SET EXERCISE
Rewrite every line of the listing from the line containing "Mark the green eye with a point." through the end of the listing, offsetting both values of each answer coordinate pair by +149 and leaving all other lines unchanged. Omit the pictures from the output.

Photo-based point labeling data
● ● ● ● ●

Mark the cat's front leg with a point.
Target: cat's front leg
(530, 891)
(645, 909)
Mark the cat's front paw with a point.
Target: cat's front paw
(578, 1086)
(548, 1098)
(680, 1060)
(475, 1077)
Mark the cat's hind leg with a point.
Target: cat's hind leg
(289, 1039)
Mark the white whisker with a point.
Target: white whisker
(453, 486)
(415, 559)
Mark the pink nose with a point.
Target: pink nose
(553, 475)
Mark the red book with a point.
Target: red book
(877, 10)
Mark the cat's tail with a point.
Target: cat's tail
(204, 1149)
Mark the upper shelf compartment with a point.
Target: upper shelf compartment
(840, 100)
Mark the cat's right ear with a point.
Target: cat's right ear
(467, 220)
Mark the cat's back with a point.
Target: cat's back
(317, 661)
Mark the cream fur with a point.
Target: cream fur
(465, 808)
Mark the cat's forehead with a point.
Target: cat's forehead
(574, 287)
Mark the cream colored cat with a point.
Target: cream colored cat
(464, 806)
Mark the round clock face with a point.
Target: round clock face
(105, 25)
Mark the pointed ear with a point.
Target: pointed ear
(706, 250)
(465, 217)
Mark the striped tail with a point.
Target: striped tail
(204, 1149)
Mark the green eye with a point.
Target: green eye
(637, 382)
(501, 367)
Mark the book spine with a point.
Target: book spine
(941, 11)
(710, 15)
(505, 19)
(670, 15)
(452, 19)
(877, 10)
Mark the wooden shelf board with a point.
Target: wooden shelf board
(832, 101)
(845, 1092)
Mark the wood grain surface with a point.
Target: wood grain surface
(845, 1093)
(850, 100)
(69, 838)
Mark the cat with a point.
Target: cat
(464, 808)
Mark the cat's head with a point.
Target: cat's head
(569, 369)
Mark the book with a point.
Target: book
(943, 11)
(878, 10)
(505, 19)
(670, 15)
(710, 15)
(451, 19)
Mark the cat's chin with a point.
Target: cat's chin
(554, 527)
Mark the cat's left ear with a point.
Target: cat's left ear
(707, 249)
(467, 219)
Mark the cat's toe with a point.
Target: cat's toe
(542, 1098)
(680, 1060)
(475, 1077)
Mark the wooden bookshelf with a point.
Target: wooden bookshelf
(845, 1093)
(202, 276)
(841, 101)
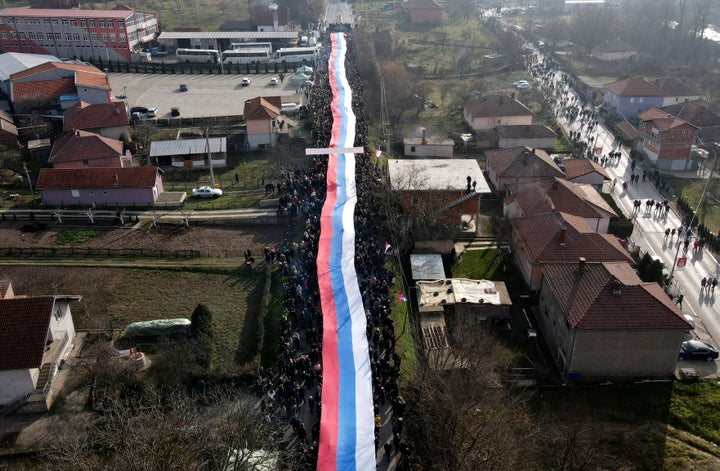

● ● ● ● ●

COMPLETE OUTPUT
Mark the green eye with a point.
Target: green eye
(786, 531)
(650, 516)
Mark the book spine with a point.
Target: book spine
(1090, 160)
(859, 164)
(654, 168)
(819, 164)
(601, 168)
(1026, 159)
Mark the wooden shelf board with a point.
Target: wooden shelf board
(981, 250)
(994, 1241)
Mark the wood grain surface with a point.
Target: wood grain surface
(994, 1242)
(999, 249)
(218, 987)
Mark the cat with a point.
Target: cat
(613, 957)
Mark the cat's head with a point.
Target: cat's head
(718, 518)
Mark the book with a point.
Target: book
(1092, 160)
(1027, 159)
(654, 168)
(819, 164)
(859, 164)
(600, 168)
Mark the cat's chin with a point.
Target: cat's chin
(703, 676)
Mark the cat's left ear with a point.
Target: cat's left ear
(856, 398)
(616, 368)
Mark the cat's toe with a point.
Target: cat's toe
(691, 1247)
(829, 1209)
(624, 1226)
Mark the wooden bookshelf with a point.
Target: wooden bookshelf
(994, 1242)
(351, 425)
(990, 250)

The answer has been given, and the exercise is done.